Rows from a dataset:
..........

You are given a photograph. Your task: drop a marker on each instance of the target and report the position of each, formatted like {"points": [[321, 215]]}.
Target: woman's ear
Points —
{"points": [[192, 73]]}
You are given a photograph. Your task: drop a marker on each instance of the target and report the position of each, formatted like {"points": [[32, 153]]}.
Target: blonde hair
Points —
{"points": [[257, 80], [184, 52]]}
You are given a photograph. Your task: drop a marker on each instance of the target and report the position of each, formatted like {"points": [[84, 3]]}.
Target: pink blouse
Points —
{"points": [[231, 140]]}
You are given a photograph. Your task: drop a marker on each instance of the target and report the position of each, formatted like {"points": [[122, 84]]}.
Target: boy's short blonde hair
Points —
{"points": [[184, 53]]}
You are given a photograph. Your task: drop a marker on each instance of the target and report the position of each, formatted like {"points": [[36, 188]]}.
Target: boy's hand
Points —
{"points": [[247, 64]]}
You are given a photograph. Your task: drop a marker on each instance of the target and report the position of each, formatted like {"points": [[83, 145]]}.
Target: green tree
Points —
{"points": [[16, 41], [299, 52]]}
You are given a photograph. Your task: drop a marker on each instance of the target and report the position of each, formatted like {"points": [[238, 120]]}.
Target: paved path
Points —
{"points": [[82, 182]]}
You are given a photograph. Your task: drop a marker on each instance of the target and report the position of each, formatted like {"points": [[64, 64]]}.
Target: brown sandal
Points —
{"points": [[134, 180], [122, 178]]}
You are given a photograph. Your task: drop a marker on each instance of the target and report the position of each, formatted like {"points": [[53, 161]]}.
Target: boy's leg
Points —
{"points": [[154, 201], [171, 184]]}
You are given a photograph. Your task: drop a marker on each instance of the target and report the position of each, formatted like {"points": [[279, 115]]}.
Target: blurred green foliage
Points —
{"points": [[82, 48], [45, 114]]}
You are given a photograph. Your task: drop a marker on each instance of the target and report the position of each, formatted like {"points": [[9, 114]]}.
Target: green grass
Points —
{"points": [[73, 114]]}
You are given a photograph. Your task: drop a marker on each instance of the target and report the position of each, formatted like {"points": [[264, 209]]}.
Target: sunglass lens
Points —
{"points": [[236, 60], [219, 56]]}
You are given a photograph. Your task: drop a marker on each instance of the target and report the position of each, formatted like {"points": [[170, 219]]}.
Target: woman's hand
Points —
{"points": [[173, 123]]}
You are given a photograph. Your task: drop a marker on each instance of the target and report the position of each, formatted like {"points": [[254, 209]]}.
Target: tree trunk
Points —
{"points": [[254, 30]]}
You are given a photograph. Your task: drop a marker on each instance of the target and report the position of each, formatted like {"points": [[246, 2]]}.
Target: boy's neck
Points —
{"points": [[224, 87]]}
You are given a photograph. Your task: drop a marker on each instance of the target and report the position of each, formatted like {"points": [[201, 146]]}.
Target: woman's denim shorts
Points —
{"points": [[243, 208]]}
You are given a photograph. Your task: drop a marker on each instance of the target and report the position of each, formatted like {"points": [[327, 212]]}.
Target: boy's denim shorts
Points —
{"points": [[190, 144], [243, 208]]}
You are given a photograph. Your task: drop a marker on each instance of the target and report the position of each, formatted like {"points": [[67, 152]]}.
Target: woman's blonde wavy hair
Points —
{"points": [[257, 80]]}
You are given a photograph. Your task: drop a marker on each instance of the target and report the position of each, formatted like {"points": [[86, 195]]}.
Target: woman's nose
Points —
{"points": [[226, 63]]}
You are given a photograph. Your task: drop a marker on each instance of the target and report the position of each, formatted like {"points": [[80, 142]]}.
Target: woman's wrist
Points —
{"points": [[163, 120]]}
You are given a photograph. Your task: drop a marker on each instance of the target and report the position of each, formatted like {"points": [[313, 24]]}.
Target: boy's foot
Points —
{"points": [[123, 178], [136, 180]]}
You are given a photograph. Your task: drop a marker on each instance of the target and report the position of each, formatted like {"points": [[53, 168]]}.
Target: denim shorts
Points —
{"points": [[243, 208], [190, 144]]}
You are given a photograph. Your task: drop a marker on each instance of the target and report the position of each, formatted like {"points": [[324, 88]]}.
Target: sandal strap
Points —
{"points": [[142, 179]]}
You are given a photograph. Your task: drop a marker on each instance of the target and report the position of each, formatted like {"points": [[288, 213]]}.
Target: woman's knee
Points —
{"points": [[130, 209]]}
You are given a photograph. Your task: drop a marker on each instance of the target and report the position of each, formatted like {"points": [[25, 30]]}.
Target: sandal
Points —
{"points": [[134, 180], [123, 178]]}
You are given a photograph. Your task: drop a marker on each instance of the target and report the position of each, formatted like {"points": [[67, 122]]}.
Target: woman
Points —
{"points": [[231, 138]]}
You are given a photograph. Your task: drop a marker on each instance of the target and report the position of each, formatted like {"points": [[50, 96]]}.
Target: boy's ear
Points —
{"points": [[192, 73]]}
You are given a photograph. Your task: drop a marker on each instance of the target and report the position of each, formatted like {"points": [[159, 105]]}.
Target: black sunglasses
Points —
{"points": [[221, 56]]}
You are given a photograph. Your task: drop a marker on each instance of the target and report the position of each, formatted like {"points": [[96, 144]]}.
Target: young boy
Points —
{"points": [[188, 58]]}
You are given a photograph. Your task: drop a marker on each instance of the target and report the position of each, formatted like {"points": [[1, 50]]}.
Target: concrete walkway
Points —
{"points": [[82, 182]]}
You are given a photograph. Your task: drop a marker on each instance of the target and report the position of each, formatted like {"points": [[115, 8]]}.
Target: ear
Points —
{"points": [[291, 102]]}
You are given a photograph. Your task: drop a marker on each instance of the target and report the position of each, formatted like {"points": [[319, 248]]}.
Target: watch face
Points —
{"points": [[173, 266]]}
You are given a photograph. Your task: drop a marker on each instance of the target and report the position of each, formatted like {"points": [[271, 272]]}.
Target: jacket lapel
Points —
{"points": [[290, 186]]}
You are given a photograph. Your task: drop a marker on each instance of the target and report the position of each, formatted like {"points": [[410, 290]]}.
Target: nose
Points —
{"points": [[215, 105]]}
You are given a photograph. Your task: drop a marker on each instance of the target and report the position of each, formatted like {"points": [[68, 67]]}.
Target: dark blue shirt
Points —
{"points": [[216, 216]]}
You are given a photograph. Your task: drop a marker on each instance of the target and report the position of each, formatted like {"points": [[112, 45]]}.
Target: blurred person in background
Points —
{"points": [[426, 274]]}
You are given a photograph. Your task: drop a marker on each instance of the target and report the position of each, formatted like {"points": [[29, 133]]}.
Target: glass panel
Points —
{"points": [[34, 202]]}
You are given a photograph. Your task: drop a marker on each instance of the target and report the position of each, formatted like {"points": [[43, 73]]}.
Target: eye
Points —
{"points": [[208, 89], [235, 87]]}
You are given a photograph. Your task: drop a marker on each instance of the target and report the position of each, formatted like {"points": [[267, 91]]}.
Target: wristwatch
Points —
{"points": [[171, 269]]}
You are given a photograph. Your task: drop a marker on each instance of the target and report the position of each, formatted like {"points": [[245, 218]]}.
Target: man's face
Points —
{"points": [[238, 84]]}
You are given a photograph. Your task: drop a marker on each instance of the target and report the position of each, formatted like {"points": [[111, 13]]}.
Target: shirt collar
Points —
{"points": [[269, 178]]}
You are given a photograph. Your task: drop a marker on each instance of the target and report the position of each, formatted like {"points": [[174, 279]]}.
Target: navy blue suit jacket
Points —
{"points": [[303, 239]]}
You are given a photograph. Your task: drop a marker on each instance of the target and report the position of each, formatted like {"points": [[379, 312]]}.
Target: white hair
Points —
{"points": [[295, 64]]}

..........

Restate the listing above word for word.

TASK RESULT.
You are given a photograph. Your task: drop a marker on each instance of the target and report the position of each, formatted like {"points": [[321, 215]]}.
Target: woman's ear
Points —
{"points": [[192, 73]]}
You are given a photograph. Your task: drop a marker on each instance of the target and report the position of each, formatted like {"points": [[32, 153]]}.
Target: blonde hair
Points —
{"points": [[257, 80], [184, 52]]}
You are given a photograph. Your task: drop a marker on each instance of the target and report the position of each, formatted like {"points": [[84, 3]]}.
Target: pink blouse
Points —
{"points": [[231, 140]]}
You are given a photograph. Your task: drop a marker on each instance of the target and report the position of each, formatted like {"points": [[122, 84]]}.
Target: boy's short blonde hair
Points —
{"points": [[184, 53]]}
You are given a photograph. Your task: drop a marker on each instance of the target and report the position of each, formatted like {"points": [[36, 188]]}.
Target: boy's hand
Points —
{"points": [[247, 64]]}
You are given a photograph. Your task: drop a marker on each instance of the target and report the position of each, formatted like {"points": [[83, 145]]}.
Target: green tree
Points —
{"points": [[16, 41], [299, 52]]}
You are given a photograph. Your task: drop a marker on each instance of the target and report the position of each, formatted like {"points": [[238, 120]]}.
Target: paved path
Points —
{"points": [[82, 182]]}
You are given a photograph. Your task: drop a marker on each instance of the target and report the position of each, formatted like {"points": [[64, 64]]}.
Target: brown sandal
Points —
{"points": [[134, 180], [122, 178]]}
You are given a photograph. Your task: drop a marker on each instance of the target and report the position of each, formatted like {"points": [[53, 161]]}.
Target: boy's leg
Points —
{"points": [[154, 201], [171, 184]]}
You are given a photograph. Your task: drop a marker on each instance of the target and report the position of each, formatted like {"points": [[279, 115]]}.
Target: blurred green foliage
Points —
{"points": [[82, 48], [45, 114]]}
You are given a photograph. Your task: drop a marker on each instance of the target and report the position of each, formatted like {"points": [[9, 114]]}.
Target: green grass
Points —
{"points": [[73, 114]]}
You are given a photograph. Your task: drop a marker on each instance of the target and report the position of each, formatted like {"points": [[264, 209]]}.
Target: sunglass lens
Points —
{"points": [[236, 60], [219, 56]]}
You are given a photograph. Your task: drop a marker on each instance of the target and report the position of each, formatted like {"points": [[170, 219]]}.
Target: woman's hand
Points —
{"points": [[173, 123]]}
You are given a photograph. Your task: drop a marker on each instance of the target and report the position of each, formatted like {"points": [[254, 209]]}.
Target: tree trunk
Points —
{"points": [[254, 30]]}
You are given a photograph. Your task: drop a marker on each instance of the target and report the position of each, formatted like {"points": [[246, 2]]}.
Target: boy's neck
Points —
{"points": [[224, 87]]}
You are given a photograph. Your task: drop a marker on each instance of the target and report the position of each, formatted like {"points": [[201, 146]]}.
Target: woman's denim shorts
Points —
{"points": [[243, 208]]}
You are given a photograph. Your task: drop a marker on each instance of the target and report the position of each, formatted like {"points": [[327, 212]]}.
Target: boy's denim shorts
Points —
{"points": [[190, 144], [243, 208]]}
You are given a photograph. Your task: drop a marker on each instance of the target and report the position of each, formatted like {"points": [[67, 152]]}.
Target: woman's blonde wavy hair
Points —
{"points": [[257, 80]]}
You are given a photograph. Your task: drop a marker on each instance of the target and report the position of each, formatted like {"points": [[86, 195]]}.
Target: woman's nose
Points —
{"points": [[226, 63]]}
You are given a photograph. Your task: drop a marker on each instance of the target and report the position of each, formatted like {"points": [[80, 142]]}.
Target: woman's wrist
Points —
{"points": [[163, 120]]}
You are given a photograph. Your task: drop a marker on each instance of the target and report the position of each, formatted like {"points": [[313, 24]]}.
Target: boy's foot
Points —
{"points": [[123, 178], [136, 180]]}
You are given a photograph. Your task: drop a marker on each instance of the target and report the position of each, formatted like {"points": [[53, 168]]}.
Target: denim shorts
Points —
{"points": [[243, 208], [190, 144]]}
You are given a photograph. Your task: drop a marker on each instance of the target and report the position of each, formatted like {"points": [[324, 88]]}.
Target: sandal strap
Points —
{"points": [[142, 179]]}
You are given a photograph. Your task: drop a marker on each instance of the target and report the position of each, formatted like {"points": [[288, 213]]}.
Target: woman's knee
Points —
{"points": [[130, 209]]}
You are given a photograph. Your task: drop a marker on each instance of the target and report the position of each, formatted like {"points": [[25, 30]]}.
Target: sandal
Points —
{"points": [[134, 180], [123, 178]]}
You are given a photograph. Your task: drop a marker on each instance of the target and report the position of each, formatted like {"points": [[67, 122]]}.
Target: woman
Points —
{"points": [[231, 138]]}
You are given a photograph. Your task: drop a marker on each instance of the target and report the position of each, formatted like {"points": [[50, 96]]}.
Target: boy's ear
Points —
{"points": [[192, 73]]}
You are given a photograph. Your task: drop a marker on each instance of the target and report the position of each, formatted like {"points": [[159, 105]]}.
Target: black sunglasses
Points —
{"points": [[221, 56]]}
You are given a photograph. Your task: drop a marker on each instance of the target and report the position of each, formatted like {"points": [[96, 144]]}.
Target: young boy
Points —
{"points": [[188, 58]]}
You are given a photograph. Your task: drop a marker on each instance of the target and report the position of each, formatted like {"points": [[1, 50]]}.
Target: concrete walkway
Points —
{"points": [[82, 182]]}
You are given a photograph. Your task: drop a marker on each instance of the target and report the position of each, formatted like {"points": [[115, 8]]}.
Target: ear
Points —
{"points": [[291, 102]]}
You are given a photograph. Your task: drop a marker on each instance of the target and report the position of each, formatted like {"points": [[319, 248]]}.
Target: watch face
Points —
{"points": [[173, 266]]}
You are given a photograph. Your task: drop a marker on each instance of the target and report the position of each, formatted like {"points": [[271, 272]]}.
Target: jacket lapel
Points —
{"points": [[290, 186]]}
You are given a photograph. Your task: drop a marker on each instance of the target and report the position of each, formatted like {"points": [[410, 290]]}.
Target: nose
Points —
{"points": [[215, 105]]}
You are given a photograph. Your task: drop a marker on each instance of the target and report the position of each, formatted like {"points": [[68, 67]]}.
Target: dark blue shirt
Points —
{"points": [[216, 216]]}
You are given a photograph. Your task: drop a marker on each instance of the target and report the position of each, formatted like {"points": [[112, 45]]}.
Target: blurred person in background
Points —
{"points": [[426, 274]]}
You are given a photograph. Your task: drop a marker on each instance of the target and report the position of each, formatted like {"points": [[29, 133]]}.
Target: glass panel
Points —
{"points": [[34, 202]]}
You are given a photograph. Your task: drop a marker on each instance of the target and report the position of each, formatted like {"points": [[43, 73]]}.
Target: eye
Points —
{"points": [[208, 89], [235, 87]]}
You are given a photograph. Your task: drop a marker on each instance of the target and report the position of each, formatted like {"points": [[267, 91]]}.
Target: wristwatch
Points —
{"points": [[171, 269]]}
You are given a photograph. Your task: drop a marker on each instance of the target and report the position of each, formatted like {"points": [[245, 218]]}.
Target: man's face
Points —
{"points": [[238, 84]]}
You are given a photograph. Your task: drop a marker on each instance of the target and report the position of each, formatted like {"points": [[111, 13]]}.
Target: shirt collar
Points —
{"points": [[269, 178]]}
You are given a photograph. Your task: drop a marker on each instance of the target and report the position of each, formatted like {"points": [[174, 279]]}.
Target: navy blue suit jacket
Points —
{"points": [[303, 239]]}
You are given a photograph. Your task: drop a marker on each instance of the target and report the position of each, formatted like {"points": [[379, 312]]}.
Target: white hair
Points —
{"points": [[295, 64]]}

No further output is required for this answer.